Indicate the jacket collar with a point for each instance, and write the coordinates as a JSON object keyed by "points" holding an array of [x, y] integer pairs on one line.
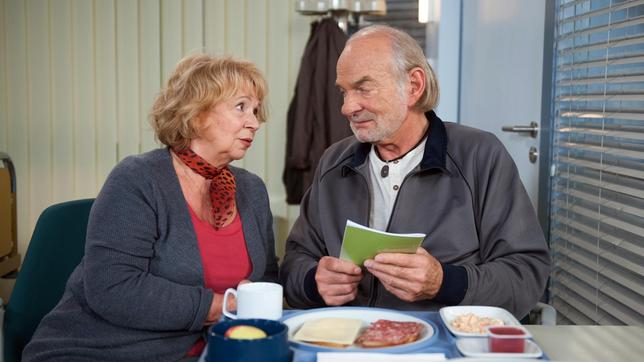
{"points": [[435, 147]]}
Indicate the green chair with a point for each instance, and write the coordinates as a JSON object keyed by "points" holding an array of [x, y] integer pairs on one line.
{"points": [[56, 248]]}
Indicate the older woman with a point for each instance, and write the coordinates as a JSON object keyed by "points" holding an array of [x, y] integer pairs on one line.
{"points": [[172, 228]]}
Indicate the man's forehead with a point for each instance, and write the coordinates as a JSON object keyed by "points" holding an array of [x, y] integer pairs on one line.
{"points": [[354, 71]]}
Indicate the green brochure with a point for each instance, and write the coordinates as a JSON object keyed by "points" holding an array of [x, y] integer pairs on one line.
{"points": [[361, 243]]}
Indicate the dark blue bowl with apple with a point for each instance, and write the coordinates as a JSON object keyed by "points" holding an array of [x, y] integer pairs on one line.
{"points": [[248, 340]]}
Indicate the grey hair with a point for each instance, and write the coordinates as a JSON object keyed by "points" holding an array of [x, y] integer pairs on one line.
{"points": [[406, 55]]}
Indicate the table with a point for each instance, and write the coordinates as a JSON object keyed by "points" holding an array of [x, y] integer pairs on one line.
{"points": [[590, 343], [559, 343]]}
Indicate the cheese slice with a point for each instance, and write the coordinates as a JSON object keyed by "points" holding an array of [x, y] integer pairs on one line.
{"points": [[333, 331]]}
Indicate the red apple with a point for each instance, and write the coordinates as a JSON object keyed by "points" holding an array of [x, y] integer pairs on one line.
{"points": [[244, 332]]}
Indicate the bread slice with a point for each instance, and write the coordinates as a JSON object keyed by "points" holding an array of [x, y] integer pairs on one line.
{"points": [[329, 332]]}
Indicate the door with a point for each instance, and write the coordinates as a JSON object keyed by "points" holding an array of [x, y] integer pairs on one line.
{"points": [[501, 75]]}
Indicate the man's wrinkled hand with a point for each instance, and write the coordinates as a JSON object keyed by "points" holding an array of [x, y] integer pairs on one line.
{"points": [[410, 277], [337, 280]]}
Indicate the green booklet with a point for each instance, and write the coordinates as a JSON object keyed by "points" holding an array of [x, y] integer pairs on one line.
{"points": [[361, 243]]}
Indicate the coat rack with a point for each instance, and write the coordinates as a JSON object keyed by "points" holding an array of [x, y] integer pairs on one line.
{"points": [[342, 11]]}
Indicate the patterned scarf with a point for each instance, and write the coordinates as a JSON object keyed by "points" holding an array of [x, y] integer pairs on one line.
{"points": [[222, 187]]}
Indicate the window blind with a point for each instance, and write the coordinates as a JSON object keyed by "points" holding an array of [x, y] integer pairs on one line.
{"points": [[597, 188]]}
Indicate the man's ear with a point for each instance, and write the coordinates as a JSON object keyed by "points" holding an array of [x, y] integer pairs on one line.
{"points": [[416, 85]]}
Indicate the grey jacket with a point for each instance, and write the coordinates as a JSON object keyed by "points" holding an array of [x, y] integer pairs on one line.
{"points": [[466, 196], [138, 293]]}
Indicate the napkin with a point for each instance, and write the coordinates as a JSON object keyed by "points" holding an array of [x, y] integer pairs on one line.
{"points": [[378, 357]]}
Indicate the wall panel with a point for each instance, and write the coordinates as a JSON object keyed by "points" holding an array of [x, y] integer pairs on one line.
{"points": [[84, 98], [39, 103], [277, 71], [149, 66], [18, 113], [127, 60], [83, 76], [193, 29], [106, 103], [62, 106], [215, 26], [4, 121], [171, 36]]}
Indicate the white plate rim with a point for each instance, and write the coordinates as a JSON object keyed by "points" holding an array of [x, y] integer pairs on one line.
{"points": [[386, 314], [480, 310], [466, 353]]}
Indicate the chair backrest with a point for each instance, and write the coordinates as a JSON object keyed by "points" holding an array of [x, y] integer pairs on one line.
{"points": [[56, 247]]}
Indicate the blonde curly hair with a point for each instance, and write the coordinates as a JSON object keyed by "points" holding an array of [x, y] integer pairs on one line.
{"points": [[199, 82]]}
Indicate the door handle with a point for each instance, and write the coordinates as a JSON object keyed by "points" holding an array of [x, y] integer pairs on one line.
{"points": [[533, 129]]}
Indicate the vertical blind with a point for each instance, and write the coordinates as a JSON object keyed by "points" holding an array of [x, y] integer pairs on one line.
{"points": [[597, 198]]}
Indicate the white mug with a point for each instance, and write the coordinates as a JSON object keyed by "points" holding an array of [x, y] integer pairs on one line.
{"points": [[255, 300]]}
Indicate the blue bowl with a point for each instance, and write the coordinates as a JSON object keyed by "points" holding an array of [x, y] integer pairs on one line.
{"points": [[273, 348]]}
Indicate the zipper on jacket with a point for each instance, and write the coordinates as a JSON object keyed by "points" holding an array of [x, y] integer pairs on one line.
{"points": [[374, 282], [374, 285]]}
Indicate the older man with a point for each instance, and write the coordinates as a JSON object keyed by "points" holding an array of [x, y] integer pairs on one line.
{"points": [[407, 171]]}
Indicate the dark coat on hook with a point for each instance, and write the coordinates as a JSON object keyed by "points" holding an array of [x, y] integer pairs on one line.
{"points": [[314, 121]]}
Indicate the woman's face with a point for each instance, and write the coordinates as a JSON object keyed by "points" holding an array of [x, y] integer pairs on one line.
{"points": [[227, 129]]}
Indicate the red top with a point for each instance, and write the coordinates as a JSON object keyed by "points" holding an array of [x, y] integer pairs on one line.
{"points": [[224, 257]]}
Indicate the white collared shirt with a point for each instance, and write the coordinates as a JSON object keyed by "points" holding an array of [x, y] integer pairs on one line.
{"points": [[385, 189]]}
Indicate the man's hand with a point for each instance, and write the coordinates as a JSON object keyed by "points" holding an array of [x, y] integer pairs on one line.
{"points": [[410, 277], [337, 280]]}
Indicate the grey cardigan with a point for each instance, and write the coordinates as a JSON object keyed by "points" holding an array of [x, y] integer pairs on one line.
{"points": [[138, 294]]}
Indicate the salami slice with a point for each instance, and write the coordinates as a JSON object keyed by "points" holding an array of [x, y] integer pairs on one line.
{"points": [[384, 333]]}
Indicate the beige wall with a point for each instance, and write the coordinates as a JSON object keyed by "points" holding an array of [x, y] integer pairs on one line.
{"points": [[77, 78]]}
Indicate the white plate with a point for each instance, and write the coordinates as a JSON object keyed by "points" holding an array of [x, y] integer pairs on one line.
{"points": [[478, 347], [448, 314], [490, 359], [367, 315]]}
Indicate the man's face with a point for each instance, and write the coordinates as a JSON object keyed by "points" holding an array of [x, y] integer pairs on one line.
{"points": [[373, 101]]}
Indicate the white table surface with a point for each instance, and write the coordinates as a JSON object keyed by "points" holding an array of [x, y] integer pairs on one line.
{"points": [[590, 343]]}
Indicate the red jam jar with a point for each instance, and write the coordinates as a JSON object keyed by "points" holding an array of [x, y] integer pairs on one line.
{"points": [[506, 339]]}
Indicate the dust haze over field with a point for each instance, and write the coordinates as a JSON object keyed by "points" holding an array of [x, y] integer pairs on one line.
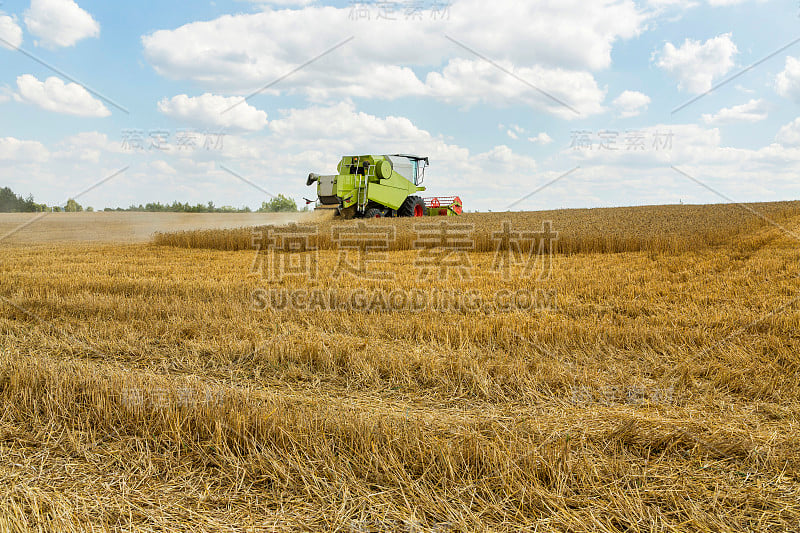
{"points": [[168, 385], [24, 228]]}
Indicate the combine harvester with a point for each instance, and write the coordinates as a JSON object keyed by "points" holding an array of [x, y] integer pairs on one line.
{"points": [[377, 186]]}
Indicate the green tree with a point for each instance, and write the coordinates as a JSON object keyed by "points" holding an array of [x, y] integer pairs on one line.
{"points": [[278, 204], [72, 206]]}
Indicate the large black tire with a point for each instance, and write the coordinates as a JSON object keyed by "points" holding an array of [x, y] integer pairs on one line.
{"points": [[412, 207]]}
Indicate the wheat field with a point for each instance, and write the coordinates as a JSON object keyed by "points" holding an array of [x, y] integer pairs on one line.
{"points": [[656, 388]]}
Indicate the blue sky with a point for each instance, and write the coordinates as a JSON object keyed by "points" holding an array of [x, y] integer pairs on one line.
{"points": [[401, 85]]}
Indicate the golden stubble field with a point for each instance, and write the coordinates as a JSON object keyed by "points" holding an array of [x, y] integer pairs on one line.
{"points": [[659, 391]]}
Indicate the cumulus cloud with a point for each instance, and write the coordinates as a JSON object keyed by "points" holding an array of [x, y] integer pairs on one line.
{"points": [[59, 23], [542, 139], [696, 65], [556, 50], [789, 135], [10, 32], [569, 94], [213, 111], [54, 95], [631, 103], [752, 111]]}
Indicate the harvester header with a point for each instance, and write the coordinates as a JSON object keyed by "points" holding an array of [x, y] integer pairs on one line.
{"points": [[376, 186]]}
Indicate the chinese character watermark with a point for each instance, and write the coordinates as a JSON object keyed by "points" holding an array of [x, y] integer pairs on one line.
{"points": [[138, 140], [627, 141]]}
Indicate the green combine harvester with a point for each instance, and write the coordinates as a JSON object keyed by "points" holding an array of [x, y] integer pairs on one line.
{"points": [[376, 186]]}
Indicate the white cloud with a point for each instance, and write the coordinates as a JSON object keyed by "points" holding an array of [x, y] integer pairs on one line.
{"points": [[10, 31], [570, 94], [542, 139], [787, 83], [162, 167], [789, 135], [695, 65], [12, 149], [557, 48], [752, 111], [631, 103], [6, 93], [54, 95], [87, 146], [212, 111], [60, 23], [515, 131]]}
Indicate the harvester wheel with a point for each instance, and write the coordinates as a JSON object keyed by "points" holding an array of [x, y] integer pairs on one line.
{"points": [[414, 206]]}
-*-*-
> Assigned task
Lines from the one containing "Indicate the white cloud" through the last line of the records, both included, are the only ones to print, each exactly as it is.

> Solution for this exercise
Indicate the white cloud with a point for each instance, and write the coordinates as a JSON object keyed by "points" holding an array of [x, y] integer pairs on one line.
{"points": [[10, 31], [570, 94], [542, 139], [787, 83], [162, 167], [789, 135], [695, 65], [12, 149], [557, 48], [752, 111], [631, 103], [6, 93], [54, 95], [87, 146], [212, 111], [60, 23], [515, 131]]}
Indicate the harvester wheel with a point for each instance, and write the coordinates as a JSON object keyed by "points" holding an array of [x, y] integer pairs on one line.
{"points": [[414, 206]]}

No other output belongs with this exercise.